Data entries:
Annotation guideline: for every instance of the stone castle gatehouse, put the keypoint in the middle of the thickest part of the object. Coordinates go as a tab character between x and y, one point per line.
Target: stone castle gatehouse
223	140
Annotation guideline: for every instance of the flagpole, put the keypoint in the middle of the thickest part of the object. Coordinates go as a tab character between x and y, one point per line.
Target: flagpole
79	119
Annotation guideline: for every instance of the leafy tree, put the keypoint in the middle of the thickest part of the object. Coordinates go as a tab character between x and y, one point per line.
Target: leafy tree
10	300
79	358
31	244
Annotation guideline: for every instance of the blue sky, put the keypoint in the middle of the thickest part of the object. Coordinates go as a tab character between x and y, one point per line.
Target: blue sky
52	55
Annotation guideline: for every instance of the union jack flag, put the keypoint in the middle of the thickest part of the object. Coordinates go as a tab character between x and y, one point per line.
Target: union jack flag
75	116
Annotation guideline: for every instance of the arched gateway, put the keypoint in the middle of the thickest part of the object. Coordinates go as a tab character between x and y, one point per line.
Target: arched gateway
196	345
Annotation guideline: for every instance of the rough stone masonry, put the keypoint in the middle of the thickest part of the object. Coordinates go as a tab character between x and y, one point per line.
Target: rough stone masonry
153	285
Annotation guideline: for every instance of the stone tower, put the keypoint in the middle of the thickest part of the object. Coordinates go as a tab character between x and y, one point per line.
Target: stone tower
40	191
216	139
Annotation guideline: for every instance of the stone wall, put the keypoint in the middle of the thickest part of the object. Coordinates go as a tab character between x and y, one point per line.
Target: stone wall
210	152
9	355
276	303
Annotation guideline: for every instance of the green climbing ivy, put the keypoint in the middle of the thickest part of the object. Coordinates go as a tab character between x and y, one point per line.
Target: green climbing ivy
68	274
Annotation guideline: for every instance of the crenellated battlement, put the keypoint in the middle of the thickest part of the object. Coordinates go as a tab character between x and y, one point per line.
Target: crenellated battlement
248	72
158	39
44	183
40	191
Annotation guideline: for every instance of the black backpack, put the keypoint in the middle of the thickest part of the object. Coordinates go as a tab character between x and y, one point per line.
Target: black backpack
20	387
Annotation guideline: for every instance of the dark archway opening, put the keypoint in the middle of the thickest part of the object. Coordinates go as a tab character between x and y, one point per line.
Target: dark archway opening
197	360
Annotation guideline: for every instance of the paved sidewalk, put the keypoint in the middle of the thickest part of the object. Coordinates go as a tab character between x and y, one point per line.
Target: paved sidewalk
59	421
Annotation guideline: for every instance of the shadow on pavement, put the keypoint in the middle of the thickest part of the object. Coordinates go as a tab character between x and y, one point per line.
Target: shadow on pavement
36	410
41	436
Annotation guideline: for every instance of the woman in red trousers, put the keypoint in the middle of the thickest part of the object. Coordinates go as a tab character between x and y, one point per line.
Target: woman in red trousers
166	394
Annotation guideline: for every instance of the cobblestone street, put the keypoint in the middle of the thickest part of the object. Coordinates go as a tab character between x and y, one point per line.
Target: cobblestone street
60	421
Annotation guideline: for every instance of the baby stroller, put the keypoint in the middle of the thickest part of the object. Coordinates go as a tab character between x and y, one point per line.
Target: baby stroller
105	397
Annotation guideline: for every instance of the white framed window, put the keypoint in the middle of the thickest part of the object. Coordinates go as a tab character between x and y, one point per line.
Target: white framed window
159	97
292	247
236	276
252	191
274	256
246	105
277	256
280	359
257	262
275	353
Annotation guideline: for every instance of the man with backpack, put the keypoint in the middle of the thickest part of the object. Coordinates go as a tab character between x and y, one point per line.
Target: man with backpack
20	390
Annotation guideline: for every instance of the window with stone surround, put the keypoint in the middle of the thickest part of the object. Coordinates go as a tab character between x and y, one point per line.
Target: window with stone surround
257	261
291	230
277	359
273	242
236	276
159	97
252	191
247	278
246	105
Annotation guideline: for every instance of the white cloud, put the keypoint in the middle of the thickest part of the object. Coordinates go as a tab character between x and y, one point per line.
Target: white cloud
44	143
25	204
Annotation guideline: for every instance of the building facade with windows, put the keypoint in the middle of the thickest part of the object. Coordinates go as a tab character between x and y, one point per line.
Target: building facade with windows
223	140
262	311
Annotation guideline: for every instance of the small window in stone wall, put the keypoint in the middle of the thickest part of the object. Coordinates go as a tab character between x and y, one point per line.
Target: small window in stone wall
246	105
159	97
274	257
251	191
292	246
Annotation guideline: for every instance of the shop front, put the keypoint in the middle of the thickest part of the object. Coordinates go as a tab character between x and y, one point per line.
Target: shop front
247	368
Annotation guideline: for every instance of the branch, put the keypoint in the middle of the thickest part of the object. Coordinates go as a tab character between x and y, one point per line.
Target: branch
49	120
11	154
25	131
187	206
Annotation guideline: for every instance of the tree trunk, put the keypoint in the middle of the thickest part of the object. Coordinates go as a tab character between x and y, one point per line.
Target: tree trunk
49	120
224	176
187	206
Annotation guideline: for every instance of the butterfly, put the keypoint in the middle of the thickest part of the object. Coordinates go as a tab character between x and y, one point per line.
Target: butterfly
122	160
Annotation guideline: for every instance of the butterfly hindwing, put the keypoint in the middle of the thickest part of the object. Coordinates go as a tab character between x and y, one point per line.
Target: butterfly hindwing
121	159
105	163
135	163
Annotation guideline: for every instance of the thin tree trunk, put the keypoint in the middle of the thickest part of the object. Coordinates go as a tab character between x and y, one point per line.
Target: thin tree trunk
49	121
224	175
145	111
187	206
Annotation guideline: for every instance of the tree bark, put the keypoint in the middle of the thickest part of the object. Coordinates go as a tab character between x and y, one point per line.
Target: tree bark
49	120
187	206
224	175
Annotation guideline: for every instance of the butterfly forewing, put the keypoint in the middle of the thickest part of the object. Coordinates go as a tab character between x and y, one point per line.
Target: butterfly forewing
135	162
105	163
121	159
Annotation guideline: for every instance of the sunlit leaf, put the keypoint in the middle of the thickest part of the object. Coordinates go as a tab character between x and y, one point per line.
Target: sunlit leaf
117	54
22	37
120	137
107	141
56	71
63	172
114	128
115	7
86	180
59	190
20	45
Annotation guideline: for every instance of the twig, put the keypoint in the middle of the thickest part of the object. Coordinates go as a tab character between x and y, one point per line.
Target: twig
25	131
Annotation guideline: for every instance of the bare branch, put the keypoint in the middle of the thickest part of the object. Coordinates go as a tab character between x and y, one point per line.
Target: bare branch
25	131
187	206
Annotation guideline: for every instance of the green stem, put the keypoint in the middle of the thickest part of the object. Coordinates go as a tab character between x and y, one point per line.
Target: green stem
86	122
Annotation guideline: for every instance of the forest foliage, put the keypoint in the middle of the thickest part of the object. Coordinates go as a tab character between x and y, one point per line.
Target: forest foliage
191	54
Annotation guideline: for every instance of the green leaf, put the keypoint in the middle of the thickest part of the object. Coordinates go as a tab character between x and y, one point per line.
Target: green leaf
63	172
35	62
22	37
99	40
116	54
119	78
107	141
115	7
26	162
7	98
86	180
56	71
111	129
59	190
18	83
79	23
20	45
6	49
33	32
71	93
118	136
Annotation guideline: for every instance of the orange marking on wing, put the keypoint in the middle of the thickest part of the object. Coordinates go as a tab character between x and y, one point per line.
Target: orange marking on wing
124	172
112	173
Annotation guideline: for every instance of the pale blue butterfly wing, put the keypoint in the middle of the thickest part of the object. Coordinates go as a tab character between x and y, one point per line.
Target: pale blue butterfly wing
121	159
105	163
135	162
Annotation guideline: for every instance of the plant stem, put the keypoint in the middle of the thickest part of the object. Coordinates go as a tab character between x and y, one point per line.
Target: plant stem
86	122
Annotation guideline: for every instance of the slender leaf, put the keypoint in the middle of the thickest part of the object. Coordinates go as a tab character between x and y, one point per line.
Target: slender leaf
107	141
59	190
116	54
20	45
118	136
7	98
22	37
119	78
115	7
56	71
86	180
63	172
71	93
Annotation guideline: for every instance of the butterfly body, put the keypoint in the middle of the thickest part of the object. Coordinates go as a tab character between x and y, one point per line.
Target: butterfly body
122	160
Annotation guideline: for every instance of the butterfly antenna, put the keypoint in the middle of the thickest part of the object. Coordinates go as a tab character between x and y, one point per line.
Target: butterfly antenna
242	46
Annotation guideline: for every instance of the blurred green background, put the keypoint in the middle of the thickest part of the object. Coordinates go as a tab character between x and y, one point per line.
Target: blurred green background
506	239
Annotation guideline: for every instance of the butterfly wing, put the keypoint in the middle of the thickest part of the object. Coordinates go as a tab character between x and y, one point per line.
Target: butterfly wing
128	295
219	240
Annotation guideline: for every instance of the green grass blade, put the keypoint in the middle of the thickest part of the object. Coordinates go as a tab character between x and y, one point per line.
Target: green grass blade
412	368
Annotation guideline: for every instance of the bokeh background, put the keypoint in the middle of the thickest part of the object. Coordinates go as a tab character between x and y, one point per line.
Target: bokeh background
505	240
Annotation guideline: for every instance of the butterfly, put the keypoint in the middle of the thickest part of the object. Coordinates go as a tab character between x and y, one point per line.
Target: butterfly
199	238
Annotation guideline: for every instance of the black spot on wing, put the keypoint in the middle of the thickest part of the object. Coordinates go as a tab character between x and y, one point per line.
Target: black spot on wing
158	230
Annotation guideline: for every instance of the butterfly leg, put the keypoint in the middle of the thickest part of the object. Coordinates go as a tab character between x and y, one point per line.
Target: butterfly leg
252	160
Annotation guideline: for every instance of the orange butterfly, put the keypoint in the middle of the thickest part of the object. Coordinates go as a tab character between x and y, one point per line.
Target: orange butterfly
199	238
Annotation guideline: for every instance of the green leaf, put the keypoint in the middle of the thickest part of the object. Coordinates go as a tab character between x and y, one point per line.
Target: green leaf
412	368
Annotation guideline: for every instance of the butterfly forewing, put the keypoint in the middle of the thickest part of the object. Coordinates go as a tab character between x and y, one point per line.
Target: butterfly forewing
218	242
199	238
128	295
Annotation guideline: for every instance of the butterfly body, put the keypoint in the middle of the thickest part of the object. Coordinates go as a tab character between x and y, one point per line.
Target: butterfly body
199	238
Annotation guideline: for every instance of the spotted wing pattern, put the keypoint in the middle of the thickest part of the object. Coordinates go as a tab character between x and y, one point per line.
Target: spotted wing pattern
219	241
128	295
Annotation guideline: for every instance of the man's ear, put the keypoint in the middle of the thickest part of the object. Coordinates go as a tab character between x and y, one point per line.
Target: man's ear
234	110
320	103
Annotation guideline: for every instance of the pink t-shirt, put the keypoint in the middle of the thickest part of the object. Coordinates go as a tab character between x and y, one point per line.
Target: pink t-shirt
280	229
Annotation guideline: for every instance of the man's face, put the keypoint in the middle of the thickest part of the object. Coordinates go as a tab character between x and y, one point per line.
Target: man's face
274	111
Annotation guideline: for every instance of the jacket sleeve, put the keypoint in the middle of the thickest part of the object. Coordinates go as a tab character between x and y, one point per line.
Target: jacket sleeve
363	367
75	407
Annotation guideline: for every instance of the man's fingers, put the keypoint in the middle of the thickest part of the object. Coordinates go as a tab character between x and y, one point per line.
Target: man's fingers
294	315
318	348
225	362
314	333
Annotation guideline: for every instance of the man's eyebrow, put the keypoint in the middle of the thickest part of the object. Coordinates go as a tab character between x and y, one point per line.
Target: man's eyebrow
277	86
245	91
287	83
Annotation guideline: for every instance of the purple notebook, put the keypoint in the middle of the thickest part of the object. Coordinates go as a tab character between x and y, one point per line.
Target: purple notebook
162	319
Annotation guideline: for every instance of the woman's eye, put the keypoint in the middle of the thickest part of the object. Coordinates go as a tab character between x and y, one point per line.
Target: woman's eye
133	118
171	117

About this task: Exact reproduction is required: output the lines from the start of the entries above through the line with "Annotation guideline: for every instance of the rough".

Result for this exercise:
Annotation guideline: for every instance of the stone castle gatehouse, put the keypoint in the middle of the thickest part of the object. Coordinates go as a tab character between x and y, one point per line.
Target: stone castle gatehouse
223	140
Annotation guideline: for every instance of the flagpole, put the keypoint in the middle of the thickest part of the object. Coordinates go as a tab character between x and y, one point per line.
Target: flagpole
79	119
Annotation guideline: for every instance of the leafy tree, put the keypoint in the middle of the thickest part of the object. Coordinates go as a tab character between x and y, one point per line.
Target: leafy tree
10	300
79	358
31	244
Annotation guideline: for every instance of the blue sky, put the keypoint in the middle of the thickest part of the object. Coordinates go as a tab character between x and y, one point per line.
Target: blue sky
52	55
Annotation guideline: for every instance of the union jack flag, put the keypoint in the middle of the thickest part of the object. Coordinates go as a tab character between x and y, one point per line.
Target: union jack flag
75	116
Annotation guideline: for every instance of the arched gateway, put the keypoint in the middle of the thickest part of the object. Coordinates go as a tab character between x and y, one point per line.
Target: arched gateway
196	345
Annotation guideline: for every instance of the rough stone masonry, put the keypoint in the middle of the thickest part of the object. Coordinates go as a tab character between x and y, one point per line.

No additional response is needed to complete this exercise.